=== EXERCISE OBJECTIVE ===
Please copy out every line in the records below that includes the word "serving".

━━━━━━━━━━━━━━━━

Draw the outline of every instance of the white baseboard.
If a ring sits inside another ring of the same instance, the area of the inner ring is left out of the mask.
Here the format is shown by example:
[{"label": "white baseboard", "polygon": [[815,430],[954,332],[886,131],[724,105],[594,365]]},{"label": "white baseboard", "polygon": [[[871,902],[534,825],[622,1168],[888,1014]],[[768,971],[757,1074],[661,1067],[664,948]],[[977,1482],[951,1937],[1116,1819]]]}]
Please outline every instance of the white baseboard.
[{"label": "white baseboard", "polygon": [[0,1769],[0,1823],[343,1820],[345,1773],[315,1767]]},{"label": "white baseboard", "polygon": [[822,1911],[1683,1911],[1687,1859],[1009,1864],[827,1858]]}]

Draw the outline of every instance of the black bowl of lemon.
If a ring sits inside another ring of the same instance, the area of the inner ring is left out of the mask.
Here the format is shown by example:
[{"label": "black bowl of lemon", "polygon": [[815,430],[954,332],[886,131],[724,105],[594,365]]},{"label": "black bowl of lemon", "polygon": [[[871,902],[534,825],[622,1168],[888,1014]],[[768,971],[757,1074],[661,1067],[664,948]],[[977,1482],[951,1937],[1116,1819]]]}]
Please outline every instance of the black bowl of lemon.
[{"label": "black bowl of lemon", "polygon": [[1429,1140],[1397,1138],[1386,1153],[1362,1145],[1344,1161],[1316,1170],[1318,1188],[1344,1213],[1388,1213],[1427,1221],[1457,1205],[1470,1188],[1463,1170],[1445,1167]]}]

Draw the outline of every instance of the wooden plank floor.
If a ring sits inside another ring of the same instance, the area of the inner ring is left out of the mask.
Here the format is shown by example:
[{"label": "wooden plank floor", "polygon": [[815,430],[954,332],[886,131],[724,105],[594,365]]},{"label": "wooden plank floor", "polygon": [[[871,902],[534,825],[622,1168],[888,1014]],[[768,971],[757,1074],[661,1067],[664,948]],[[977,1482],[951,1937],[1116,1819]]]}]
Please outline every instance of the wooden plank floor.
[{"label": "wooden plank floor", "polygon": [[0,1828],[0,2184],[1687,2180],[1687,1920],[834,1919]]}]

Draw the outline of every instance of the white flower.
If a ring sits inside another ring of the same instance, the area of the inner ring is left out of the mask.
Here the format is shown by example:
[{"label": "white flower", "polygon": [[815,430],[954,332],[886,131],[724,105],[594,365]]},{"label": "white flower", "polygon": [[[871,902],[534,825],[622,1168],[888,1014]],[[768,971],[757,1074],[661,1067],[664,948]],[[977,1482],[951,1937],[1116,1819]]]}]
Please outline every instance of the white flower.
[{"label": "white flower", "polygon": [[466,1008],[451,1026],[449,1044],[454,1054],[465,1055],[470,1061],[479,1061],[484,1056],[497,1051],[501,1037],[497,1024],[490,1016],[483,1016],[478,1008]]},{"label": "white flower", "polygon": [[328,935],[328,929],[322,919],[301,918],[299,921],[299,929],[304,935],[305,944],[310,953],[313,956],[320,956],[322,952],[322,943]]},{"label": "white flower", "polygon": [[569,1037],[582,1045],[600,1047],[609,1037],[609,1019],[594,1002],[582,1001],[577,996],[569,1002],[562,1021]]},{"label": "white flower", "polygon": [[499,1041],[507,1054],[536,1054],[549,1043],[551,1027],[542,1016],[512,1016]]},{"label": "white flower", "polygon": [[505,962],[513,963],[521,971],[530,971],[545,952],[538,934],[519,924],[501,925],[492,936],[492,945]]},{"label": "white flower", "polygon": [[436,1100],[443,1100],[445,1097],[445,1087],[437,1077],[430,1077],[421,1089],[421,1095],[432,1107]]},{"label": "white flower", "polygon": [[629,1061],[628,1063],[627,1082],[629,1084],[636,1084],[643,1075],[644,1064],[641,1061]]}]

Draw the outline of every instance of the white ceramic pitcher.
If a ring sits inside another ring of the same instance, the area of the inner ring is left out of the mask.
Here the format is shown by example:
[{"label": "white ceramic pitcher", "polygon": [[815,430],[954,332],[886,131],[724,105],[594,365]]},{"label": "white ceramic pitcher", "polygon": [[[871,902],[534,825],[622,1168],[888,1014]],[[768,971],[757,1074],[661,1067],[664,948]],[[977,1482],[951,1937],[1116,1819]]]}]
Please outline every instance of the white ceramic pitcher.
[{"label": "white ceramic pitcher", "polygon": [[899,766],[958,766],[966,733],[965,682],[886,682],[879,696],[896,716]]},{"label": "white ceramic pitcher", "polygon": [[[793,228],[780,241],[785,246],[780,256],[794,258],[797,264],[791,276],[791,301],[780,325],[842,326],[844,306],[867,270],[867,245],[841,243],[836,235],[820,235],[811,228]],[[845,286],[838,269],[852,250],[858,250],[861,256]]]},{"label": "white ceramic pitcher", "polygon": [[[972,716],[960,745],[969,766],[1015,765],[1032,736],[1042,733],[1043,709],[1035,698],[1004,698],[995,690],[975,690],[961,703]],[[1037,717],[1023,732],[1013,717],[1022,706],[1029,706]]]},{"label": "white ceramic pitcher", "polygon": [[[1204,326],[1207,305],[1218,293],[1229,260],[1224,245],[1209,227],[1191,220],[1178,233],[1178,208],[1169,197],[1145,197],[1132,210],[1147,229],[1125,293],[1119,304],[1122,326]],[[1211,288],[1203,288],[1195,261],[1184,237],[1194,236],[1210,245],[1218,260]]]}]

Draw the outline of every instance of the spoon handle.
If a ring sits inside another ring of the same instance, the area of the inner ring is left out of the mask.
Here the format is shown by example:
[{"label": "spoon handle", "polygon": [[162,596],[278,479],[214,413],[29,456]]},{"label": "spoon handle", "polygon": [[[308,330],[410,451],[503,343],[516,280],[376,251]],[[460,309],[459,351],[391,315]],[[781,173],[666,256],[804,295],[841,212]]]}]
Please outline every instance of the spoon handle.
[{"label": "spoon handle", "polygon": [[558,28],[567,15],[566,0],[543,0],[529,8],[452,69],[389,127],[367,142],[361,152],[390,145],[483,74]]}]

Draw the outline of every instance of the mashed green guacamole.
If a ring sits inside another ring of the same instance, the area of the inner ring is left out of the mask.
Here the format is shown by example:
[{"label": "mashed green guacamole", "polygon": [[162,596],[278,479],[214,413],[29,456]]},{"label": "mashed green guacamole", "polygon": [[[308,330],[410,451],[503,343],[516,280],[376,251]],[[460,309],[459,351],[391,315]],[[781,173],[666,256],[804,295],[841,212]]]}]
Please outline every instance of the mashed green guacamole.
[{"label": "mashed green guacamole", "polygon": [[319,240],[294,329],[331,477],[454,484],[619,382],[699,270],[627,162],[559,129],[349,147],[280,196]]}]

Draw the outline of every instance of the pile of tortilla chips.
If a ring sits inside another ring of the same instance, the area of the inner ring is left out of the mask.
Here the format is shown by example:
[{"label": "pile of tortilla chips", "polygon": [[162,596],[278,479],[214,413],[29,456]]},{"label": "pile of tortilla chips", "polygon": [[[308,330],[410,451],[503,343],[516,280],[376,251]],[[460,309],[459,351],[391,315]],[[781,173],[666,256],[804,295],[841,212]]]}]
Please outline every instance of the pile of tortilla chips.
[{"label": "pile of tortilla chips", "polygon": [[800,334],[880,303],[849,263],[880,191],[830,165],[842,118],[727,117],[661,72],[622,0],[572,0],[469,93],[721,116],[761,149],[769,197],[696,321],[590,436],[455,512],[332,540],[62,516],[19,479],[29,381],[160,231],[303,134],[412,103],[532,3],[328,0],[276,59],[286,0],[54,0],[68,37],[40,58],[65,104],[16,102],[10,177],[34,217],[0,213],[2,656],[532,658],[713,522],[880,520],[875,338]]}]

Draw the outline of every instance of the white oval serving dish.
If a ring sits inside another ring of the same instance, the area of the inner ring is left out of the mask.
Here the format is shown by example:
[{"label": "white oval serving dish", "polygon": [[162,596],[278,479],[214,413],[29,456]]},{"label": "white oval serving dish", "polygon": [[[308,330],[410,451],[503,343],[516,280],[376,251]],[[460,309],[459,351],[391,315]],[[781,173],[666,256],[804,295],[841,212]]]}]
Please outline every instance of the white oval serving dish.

━━━━━━━━━━━━━━━━

=== ANSWER BELOW ===
Draw the outline of every instance of the white oval serving dish.
[{"label": "white oval serving dish", "polygon": [[162,596],[278,479],[214,413],[29,456]]},{"label": "white oval serving dish", "polygon": [[[308,330],[410,451],[503,343],[516,280],[376,251]],[[460,309],[459,351],[391,315]],[[781,173],[666,256],[804,295],[841,212]]]}]
Please outline every instance of the white oval serving dish.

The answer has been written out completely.